**Problem details**.
Repeat exactly, and only, the lines of the material below from the one that contains "Exercise. Point out each instance of the green" through its final line.

**Input material**.
____________________

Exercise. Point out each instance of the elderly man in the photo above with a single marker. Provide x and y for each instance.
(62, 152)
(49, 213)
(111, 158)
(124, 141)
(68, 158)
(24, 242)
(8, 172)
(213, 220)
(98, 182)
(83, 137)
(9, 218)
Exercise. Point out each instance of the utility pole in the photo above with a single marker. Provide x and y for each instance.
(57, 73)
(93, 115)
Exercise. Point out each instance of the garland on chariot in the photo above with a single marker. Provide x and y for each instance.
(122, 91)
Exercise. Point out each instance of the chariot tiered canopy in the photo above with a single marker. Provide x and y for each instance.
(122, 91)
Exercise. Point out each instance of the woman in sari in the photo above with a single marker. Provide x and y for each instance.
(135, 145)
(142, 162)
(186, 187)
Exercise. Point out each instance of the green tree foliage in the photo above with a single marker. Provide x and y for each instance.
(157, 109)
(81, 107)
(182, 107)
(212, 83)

____________________

**Response**.
Exercise. Point out each instance of the green tree foliage in the photo above with a single marker. Provide x and y for each instance.
(157, 109)
(81, 107)
(182, 107)
(212, 83)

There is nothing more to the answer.